> _What to work on_:
Repeat exactly each line of the data provided below.
━━━━━━━━
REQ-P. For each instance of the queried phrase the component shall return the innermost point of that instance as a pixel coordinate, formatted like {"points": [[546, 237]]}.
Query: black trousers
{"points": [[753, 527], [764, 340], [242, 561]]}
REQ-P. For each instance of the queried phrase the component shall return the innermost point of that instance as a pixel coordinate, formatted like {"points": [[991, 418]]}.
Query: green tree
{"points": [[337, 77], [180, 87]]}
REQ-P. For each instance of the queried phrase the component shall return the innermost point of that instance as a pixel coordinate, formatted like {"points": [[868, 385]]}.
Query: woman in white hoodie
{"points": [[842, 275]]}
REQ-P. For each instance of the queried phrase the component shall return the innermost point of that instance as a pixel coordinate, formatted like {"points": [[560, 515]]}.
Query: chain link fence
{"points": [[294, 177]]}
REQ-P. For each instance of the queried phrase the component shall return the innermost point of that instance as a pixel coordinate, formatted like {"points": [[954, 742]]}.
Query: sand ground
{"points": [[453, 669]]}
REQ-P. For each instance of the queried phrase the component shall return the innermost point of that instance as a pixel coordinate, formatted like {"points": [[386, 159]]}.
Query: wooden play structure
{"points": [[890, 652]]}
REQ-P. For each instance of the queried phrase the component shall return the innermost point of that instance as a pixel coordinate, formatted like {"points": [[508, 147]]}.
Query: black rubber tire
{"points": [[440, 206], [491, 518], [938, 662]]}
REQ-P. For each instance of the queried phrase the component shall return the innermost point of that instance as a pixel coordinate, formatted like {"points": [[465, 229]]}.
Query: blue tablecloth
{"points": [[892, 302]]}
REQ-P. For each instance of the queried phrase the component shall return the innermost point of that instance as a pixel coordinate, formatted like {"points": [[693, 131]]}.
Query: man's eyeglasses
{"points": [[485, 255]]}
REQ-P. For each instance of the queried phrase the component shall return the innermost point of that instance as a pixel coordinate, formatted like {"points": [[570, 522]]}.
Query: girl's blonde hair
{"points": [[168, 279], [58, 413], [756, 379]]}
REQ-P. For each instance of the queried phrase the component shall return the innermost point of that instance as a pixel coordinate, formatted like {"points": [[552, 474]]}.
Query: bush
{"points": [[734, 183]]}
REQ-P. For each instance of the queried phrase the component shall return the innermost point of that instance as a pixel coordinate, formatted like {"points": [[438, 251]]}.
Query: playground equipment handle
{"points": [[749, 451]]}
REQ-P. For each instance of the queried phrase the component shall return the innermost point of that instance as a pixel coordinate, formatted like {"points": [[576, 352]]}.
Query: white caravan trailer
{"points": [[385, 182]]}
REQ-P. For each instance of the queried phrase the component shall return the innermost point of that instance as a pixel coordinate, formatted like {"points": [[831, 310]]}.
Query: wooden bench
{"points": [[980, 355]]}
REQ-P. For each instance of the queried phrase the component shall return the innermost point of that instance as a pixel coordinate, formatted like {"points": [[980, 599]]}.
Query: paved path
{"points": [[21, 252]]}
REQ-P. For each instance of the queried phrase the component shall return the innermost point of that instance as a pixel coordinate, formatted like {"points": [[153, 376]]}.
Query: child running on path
━━━━━━━━
> _Exercise output_:
REQ-P. For each instance of the queried phrase the component shall return the innermost point of that instance as a pixel coordinate, formatted like {"points": [[546, 237]]}.
Query: black trousers
{"points": [[753, 527], [764, 340], [242, 561]]}
REQ-P. For each instance of the queried phrase the component shall return the innermost point of that instance as a pixel coordinate, formatted like {"points": [[991, 418]]}.
Query: green tree
{"points": [[337, 77], [180, 87]]}
REQ-P. For each instance of the queried phrase the component shall return the innermost point of that instance as a pixel coordinate, formatted like {"points": [[868, 385]]}.
Query: woman in white hoodie
{"points": [[842, 275]]}
REQ-P. For each instance of the queried phrase the component shall return the innermost point of that instance as a pixel coordinate, formatted like {"points": [[560, 515]]}.
Query: chain link fence
{"points": [[294, 177]]}
REQ-P. For each instance of the queried phrase the component shall return the innermost point of that instance as a pixel coordinate, formatted like {"points": [[954, 742]]}.
Query: sand ground
{"points": [[453, 669]]}
REQ-P. For each instance of the queried phrase the component shall return the innermost point of that instance as a pixel coordinate, formatted like {"points": [[386, 159]]}.
Query: wooden play structure
{"points": [[890, 652]]}
REQ-P. For each instance of the queried phrase the component shall return the innermost point of that instance as a pixel coordinate, formatted like {"points": [[508, 147]]}.
Query: black rubber tire
{"points": [[440, 206], [491, 518], [938, 662]]}
REQ-P. For each instance of the queried phrase the component shall return the innermost point of that instance as a pixel coordinate, formatted like {"points": [[465, 229]]}.
Query: blue tablecloth
{"points": [[892, 302]]}
REQ-P. For each instance of the queried phrase the component shall return the innermost point of that instance as a pixel coordinate, formatted like {"points": [[693, 131]]}.
Query: man's eyeglasses
{"points": [[485, 255]]}
REQ-P. For each instance of the queried phrase the component shall return the innermost point of that instance as a pixel coordinate, formatted like {"points": [[570, 522]]}.
Query: girl's blonde hair
{"points": [[168, 279], [58, 413], [756, 379]]}
REQ-P. For each instance of the queried phrase the component shall return the innermost point of that instance as a pixel coordinate, formatted like {"points": [[552, 474]]}.
Query: bush
{"points": [[734, 183]]}
REQ-P. For each instance of the queried phrase the component shall return the innermost point of that instance as a pixel coordinate, formatted like {"points": [[438, 251]]}.
Query: playground equipment handle
{"points": [[749, 451]]}
REQ-P. For each instance of the queried phrase the component shall return the innermost point of that instance as a pixel coordinate, formatted like {"points": [[576, 352]]}.
Query: white caravan trailer
{"points": [[385, 182]]}
REQ-P. For each instance of the queried phrase the component shall return the innermost point of that instance as a pixel coordinate, formatted like {"points": [[831, 310]]}.
Query: wooden bench
{"points": [[980, 355]]}
REQ-P. For each instance of the queried phrase the component shall return the innermost point of that instance as a pixel coordinate, formatted like {"points": [[980, 599]]}.
Query: paved path
{"points": [[21, 252]]}
REQ-P. For each instance of the queried phrase the component shall return the innermost point of that instance as a pixel coordinate, formatted like {"points": [[153, 376]]}.
Query: child running on path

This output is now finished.